**WHAT IS NEEDED**
Copy out, from the data, each line containing the string "cloud".

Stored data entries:

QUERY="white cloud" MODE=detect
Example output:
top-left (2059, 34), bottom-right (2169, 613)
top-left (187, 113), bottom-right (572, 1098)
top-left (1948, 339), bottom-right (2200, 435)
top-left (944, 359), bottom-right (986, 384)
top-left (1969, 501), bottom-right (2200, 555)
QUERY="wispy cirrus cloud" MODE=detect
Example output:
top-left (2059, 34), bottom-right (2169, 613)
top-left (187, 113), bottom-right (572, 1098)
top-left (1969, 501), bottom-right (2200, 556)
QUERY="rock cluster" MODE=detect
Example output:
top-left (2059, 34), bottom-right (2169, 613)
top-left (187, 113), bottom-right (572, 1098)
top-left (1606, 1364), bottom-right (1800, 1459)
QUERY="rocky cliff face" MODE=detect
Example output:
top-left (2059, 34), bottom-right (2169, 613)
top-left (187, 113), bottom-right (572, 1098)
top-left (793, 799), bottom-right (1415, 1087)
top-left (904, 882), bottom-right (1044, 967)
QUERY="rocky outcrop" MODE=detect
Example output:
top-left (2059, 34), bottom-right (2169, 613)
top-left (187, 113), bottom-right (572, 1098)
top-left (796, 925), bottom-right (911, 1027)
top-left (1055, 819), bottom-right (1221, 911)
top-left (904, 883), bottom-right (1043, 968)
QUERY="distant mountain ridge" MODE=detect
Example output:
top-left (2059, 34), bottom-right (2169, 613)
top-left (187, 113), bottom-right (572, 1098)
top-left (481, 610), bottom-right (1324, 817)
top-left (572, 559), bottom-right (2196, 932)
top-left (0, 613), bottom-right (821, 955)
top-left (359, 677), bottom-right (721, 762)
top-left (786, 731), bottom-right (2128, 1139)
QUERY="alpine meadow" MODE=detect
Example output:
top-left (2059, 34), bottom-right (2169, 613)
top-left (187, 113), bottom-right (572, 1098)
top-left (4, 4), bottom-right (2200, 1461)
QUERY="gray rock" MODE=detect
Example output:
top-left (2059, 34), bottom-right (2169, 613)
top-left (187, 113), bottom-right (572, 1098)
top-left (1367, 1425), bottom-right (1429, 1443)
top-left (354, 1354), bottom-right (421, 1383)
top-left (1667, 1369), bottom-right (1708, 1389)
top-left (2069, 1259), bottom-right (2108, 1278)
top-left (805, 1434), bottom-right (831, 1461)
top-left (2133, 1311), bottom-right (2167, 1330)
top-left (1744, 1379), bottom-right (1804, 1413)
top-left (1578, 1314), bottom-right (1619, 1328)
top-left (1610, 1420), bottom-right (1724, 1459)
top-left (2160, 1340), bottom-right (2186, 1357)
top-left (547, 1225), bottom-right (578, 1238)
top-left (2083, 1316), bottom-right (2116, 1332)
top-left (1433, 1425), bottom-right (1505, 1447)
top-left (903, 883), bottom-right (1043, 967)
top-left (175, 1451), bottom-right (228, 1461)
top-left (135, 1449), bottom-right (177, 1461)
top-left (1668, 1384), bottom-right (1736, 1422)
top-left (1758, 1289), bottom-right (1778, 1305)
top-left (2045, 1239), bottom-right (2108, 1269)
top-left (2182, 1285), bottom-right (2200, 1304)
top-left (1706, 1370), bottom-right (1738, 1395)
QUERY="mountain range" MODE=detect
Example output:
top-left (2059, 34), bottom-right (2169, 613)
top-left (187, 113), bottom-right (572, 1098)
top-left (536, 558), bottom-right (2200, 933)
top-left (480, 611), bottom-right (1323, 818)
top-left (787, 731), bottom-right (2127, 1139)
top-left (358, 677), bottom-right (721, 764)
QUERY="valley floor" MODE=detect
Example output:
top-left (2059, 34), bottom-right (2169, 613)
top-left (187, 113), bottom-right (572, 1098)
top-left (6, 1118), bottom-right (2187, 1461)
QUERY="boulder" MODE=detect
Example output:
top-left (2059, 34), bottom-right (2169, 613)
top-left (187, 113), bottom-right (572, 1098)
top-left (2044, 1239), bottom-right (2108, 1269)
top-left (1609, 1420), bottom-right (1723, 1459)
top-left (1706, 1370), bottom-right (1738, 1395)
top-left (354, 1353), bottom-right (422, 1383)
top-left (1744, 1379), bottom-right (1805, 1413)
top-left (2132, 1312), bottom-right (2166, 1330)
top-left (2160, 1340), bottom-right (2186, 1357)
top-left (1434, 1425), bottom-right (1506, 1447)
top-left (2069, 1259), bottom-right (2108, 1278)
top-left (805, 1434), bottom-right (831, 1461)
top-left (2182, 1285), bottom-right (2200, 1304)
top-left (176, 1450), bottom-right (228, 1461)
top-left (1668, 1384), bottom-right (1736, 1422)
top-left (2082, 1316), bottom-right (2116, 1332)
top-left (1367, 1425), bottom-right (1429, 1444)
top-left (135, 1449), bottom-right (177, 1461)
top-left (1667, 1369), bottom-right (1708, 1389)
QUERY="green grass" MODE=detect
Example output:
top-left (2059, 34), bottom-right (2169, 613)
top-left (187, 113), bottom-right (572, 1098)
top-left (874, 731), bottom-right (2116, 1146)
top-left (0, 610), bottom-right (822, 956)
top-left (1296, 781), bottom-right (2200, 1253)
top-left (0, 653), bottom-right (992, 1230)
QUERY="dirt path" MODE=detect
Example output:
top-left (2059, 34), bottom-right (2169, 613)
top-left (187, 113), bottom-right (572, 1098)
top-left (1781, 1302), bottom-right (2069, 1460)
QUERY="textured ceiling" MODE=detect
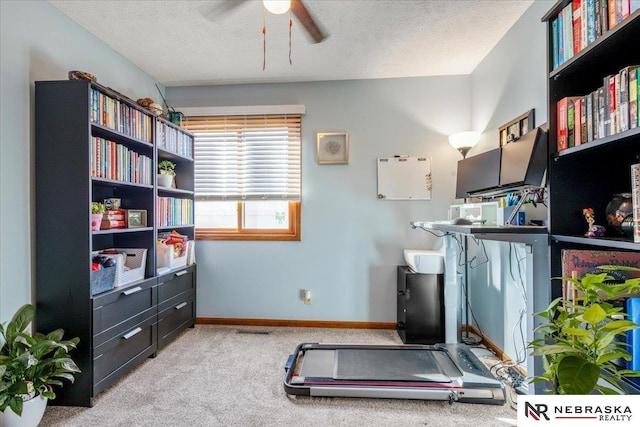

**OUTPUT FOR THIS TASK**
QUERY="white cloud" MODE=detect
QUERY="wispy cirrus cloud" MODE=detect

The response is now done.